=== GOAL OF THE EXERCISE ===
Only the lines from the one containing "point: man in" through the end of the entries should be returned, exactly as they are, with the pictures omitted.

=== EXTRACTED INFORMATION ===
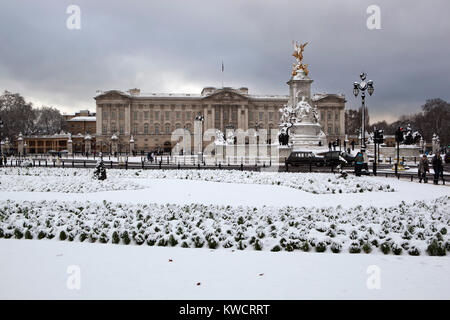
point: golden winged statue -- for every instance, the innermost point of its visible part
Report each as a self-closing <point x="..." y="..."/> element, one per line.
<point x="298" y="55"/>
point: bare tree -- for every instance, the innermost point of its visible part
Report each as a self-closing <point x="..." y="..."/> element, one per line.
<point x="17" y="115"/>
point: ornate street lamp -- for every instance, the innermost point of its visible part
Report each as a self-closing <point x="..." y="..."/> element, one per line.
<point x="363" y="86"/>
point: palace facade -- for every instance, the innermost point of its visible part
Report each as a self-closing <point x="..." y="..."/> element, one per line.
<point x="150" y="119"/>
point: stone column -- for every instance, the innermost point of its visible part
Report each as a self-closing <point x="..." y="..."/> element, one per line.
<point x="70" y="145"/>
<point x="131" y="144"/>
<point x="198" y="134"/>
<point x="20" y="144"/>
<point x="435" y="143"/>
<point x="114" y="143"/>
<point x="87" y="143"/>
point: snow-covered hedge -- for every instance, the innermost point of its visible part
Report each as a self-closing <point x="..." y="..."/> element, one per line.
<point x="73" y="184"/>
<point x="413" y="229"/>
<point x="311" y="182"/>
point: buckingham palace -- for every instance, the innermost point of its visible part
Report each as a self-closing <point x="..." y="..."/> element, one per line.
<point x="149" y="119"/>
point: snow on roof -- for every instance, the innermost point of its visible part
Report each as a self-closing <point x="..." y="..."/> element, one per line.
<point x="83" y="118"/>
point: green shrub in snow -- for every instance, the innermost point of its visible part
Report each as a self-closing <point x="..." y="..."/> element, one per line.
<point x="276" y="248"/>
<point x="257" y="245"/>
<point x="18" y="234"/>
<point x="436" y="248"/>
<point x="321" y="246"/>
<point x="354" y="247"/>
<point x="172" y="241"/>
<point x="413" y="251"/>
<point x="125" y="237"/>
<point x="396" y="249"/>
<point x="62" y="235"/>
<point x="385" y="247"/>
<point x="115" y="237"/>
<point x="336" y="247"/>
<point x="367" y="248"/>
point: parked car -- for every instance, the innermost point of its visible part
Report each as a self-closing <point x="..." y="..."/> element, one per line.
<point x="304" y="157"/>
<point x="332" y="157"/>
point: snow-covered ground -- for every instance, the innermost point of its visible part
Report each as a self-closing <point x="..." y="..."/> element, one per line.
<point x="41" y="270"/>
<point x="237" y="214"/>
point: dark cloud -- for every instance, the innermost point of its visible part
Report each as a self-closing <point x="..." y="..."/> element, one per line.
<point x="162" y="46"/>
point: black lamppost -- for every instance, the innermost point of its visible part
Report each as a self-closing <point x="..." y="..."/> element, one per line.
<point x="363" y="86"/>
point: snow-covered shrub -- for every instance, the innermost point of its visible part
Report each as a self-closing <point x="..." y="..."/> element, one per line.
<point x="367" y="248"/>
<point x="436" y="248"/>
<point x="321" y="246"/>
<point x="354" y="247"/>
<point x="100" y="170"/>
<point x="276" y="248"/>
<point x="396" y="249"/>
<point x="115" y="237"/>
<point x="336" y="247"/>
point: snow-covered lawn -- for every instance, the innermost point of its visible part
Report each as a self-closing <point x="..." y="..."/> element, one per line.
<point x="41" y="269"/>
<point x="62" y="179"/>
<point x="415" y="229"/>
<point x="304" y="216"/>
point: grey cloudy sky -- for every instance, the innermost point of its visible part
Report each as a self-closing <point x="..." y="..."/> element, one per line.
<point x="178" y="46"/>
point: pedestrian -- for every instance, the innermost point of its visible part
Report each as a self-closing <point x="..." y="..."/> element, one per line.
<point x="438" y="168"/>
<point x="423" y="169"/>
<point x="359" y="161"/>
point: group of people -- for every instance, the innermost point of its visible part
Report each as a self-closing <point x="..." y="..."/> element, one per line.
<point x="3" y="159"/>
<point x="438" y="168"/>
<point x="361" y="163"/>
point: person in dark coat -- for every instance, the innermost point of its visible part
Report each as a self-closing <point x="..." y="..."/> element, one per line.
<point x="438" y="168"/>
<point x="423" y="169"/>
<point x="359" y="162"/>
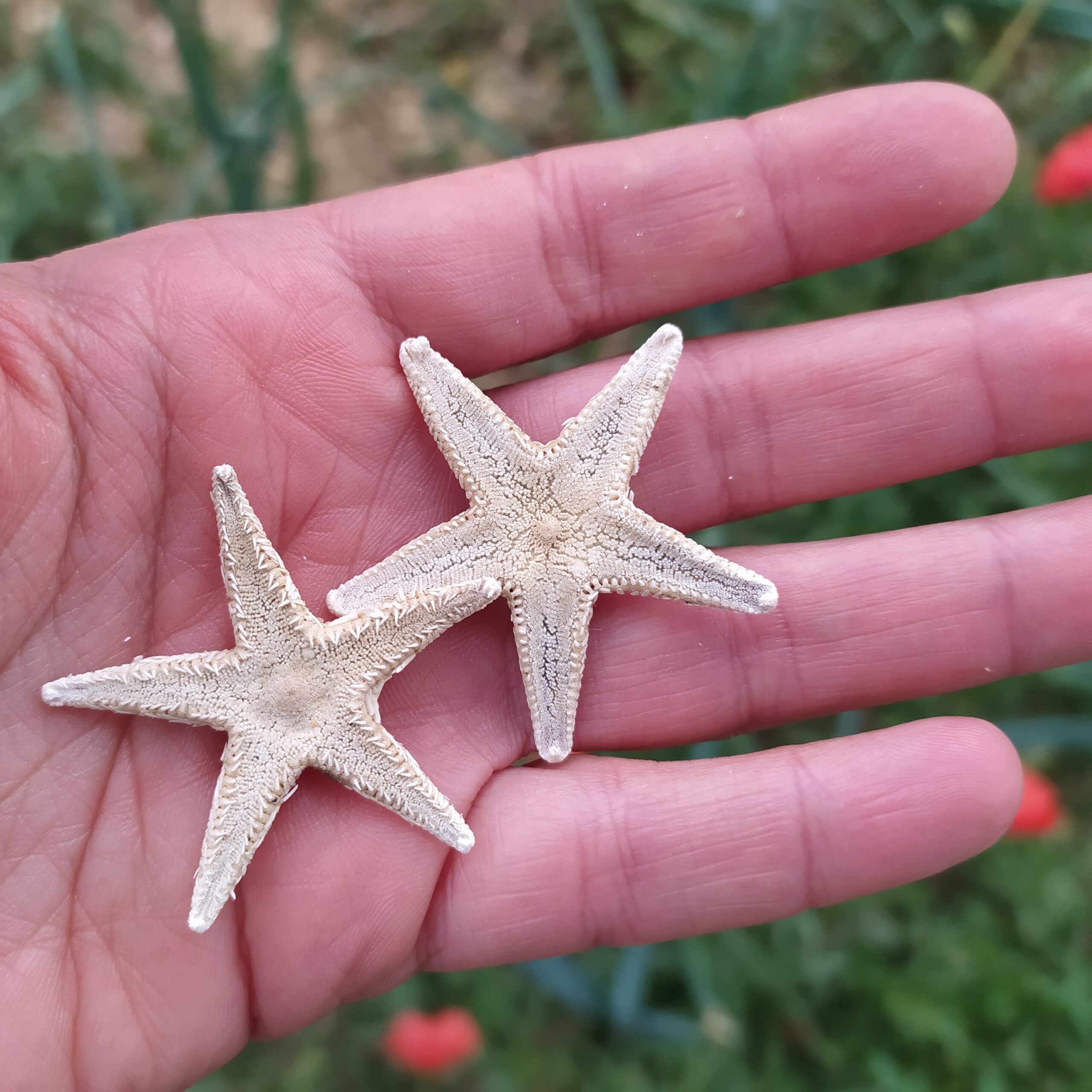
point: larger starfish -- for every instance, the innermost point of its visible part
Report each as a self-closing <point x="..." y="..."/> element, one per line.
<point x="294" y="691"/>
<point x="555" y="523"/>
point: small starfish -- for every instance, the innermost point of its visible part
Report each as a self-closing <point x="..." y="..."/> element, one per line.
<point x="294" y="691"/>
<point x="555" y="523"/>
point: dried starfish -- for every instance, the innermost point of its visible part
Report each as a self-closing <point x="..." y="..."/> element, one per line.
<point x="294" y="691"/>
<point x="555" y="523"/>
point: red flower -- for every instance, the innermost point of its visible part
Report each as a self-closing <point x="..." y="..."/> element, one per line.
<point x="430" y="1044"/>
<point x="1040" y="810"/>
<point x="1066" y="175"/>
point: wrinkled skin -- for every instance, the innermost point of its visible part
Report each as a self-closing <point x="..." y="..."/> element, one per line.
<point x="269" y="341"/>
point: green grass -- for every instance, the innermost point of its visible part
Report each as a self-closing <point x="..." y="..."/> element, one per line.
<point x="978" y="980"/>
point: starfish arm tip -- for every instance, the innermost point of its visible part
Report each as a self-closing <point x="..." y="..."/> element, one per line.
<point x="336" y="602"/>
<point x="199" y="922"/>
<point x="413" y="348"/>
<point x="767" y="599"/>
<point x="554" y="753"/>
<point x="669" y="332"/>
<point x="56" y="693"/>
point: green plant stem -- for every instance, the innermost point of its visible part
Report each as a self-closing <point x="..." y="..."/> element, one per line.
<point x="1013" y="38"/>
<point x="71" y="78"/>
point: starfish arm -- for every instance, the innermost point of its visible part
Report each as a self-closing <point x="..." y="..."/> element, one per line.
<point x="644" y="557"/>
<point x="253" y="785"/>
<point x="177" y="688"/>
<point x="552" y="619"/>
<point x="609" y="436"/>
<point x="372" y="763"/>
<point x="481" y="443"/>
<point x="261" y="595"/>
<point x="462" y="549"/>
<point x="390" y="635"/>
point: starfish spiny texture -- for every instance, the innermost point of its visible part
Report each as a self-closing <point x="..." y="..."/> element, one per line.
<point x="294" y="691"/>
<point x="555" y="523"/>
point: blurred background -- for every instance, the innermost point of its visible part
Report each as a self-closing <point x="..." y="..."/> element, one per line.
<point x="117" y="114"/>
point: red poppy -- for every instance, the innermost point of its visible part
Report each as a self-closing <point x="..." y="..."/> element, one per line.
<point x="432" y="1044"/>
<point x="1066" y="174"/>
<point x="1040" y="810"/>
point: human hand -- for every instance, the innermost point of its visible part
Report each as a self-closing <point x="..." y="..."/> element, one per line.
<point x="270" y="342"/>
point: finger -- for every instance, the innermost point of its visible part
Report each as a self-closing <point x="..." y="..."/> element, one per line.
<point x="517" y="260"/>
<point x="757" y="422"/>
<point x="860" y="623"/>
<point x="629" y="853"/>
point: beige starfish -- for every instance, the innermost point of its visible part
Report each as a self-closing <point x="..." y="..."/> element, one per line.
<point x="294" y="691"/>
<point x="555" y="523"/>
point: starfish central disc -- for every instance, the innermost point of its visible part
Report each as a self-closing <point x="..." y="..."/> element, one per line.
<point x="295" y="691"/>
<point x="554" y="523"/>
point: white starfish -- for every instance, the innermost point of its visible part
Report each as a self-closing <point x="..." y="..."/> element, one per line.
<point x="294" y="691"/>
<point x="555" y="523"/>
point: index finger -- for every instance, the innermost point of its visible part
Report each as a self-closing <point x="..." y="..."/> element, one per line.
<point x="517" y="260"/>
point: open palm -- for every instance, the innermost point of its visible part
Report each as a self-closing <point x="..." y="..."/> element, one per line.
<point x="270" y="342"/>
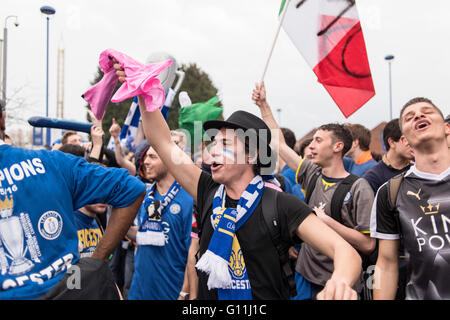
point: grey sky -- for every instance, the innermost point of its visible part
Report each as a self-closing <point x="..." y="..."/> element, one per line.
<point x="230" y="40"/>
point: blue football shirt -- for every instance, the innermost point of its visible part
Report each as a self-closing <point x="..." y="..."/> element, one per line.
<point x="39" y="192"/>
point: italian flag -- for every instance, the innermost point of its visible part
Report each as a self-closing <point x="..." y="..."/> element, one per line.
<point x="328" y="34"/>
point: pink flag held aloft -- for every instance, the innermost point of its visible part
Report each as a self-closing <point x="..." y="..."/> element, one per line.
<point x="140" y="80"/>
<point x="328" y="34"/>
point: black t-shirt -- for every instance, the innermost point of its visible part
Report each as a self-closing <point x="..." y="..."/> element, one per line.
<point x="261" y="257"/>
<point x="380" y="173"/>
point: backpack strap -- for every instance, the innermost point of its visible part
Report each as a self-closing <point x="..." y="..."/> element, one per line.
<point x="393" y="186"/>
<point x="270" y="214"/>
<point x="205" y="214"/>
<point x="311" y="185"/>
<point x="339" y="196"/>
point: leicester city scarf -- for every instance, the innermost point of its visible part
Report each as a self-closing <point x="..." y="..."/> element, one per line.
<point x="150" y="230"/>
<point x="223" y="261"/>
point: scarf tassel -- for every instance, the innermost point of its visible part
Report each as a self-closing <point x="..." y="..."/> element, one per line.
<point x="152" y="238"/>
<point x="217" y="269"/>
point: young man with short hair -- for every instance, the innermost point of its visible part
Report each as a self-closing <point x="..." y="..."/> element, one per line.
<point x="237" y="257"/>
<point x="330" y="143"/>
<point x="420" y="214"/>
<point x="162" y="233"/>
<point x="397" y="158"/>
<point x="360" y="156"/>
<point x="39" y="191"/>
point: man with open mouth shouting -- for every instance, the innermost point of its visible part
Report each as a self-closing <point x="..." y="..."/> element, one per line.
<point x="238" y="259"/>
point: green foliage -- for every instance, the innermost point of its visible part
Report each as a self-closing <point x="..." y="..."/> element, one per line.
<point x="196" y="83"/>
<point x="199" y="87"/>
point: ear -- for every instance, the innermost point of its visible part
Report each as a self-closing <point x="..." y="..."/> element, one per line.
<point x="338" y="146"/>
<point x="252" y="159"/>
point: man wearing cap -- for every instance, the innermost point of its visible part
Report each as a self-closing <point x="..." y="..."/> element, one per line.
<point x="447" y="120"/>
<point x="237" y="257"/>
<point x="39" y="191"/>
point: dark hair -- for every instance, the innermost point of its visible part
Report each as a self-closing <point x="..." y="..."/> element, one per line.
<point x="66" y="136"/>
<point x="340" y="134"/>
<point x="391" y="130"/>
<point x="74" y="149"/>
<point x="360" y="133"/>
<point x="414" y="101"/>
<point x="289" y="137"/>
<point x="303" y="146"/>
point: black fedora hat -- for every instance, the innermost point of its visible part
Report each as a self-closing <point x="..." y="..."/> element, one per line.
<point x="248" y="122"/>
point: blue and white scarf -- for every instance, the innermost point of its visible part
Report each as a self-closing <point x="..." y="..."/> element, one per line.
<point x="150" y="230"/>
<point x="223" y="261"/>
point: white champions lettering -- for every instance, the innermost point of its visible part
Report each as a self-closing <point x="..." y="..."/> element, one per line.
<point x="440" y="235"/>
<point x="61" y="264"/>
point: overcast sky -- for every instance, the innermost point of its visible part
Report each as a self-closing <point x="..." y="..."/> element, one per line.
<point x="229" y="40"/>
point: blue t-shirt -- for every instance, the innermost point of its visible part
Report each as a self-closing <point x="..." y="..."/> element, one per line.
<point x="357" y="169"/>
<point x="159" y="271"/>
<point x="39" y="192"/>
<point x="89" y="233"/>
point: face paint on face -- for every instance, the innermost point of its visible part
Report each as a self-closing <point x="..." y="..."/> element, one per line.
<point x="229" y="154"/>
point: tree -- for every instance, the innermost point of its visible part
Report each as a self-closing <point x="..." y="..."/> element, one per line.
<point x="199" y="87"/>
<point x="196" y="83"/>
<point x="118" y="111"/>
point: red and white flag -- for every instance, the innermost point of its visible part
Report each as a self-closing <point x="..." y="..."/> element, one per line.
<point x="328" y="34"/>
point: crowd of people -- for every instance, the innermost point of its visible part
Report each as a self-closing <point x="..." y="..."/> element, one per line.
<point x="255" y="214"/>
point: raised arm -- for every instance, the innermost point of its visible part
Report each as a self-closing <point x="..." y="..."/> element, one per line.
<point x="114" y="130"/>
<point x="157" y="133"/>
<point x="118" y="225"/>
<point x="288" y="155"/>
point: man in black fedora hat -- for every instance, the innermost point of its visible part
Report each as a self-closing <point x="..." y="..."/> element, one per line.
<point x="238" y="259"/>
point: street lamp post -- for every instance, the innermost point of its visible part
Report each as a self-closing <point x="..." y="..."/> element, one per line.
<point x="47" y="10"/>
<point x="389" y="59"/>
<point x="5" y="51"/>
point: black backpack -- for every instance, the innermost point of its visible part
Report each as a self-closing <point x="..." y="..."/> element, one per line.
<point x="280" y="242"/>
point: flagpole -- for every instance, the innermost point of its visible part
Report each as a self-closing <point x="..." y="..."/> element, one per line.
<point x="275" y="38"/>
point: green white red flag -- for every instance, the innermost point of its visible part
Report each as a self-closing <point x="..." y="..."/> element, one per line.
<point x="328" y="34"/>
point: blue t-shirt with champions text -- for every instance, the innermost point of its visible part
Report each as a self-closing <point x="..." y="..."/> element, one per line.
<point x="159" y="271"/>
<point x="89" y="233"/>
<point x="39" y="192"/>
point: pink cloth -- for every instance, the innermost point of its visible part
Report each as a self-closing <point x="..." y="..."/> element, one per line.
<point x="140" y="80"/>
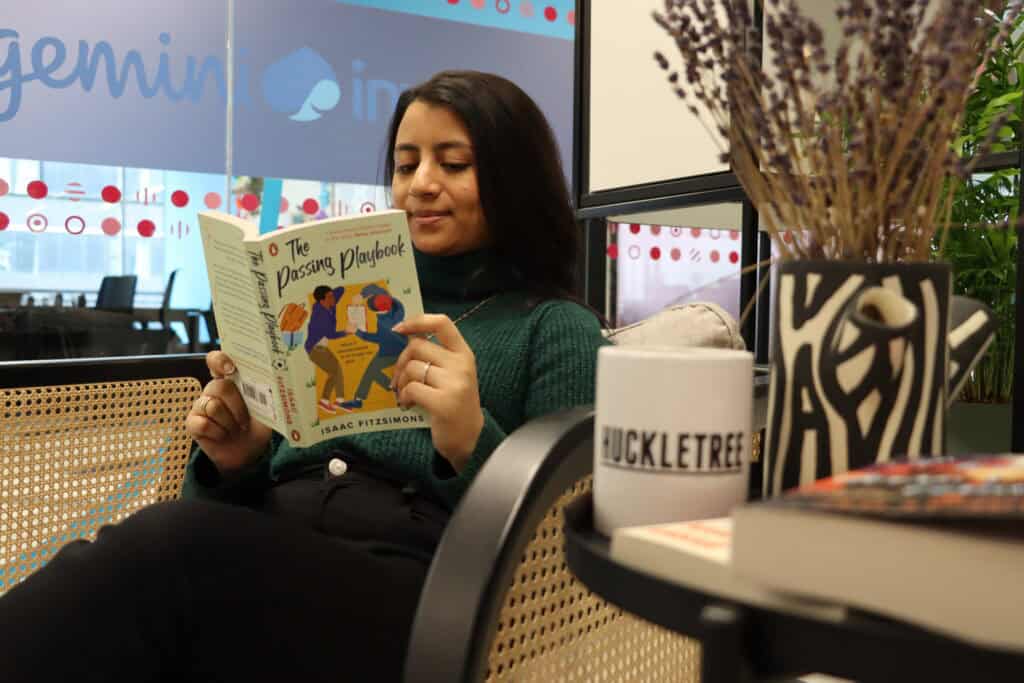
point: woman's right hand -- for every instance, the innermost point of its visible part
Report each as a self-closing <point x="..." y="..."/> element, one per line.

=== SOLUTION FOR THIS TASK ===
point: man in black fedora hat -- for every instance, the innermost point of its visible part
Report each as a self-closing <point x="..." y="..."/> element, one per line.
<point x="238" y="259"/>
point: street lamp post -- for every instance, the innermost point of its visible part
Report each as a self-closing <point x="..." y="..."/> element, one per line.
<point x="47" y="10"/>
<point x="389" y="59"/>
<point x="5" y="51"/>
point: black backpack -- for every instance, the innermost point of its visible part
Report each as a self-closing <point x="..." y="..."/> element, one per line.
<point x="280" y="242"/>
point: flagpole -- for every instance, the innermost point of its visible part
Report each as a self-closing <point x="..." y="..."/> element, one per line.
<point x="275" y="38"/>
point: green white red flag -- for every instance, the innermost point of its visible part
Report each as a self-closing <point x="..." y="..."/> element, one per line.
<point x="328" y="34"/>
point: blue t-shirt with champions text -- for every instance, the innermost point of its visible part
Report each as a self-closing <point x="..." y="..."/> element, one per line.
<point x="159" y="271"/>
<point x="89" y="233"/>
<point x="39" y="192"/>
point: pink cloth -- for every instance, the innermost point of its visible part
Report each as a self-closing <point x="..." y="..."/> element, one per line.
<point x="140" y="80"/>
point: woman's right hand -- for every instance, the innermost point of its visible part
Report each as a self-closing <point x="..." y="..."/> element, one per line.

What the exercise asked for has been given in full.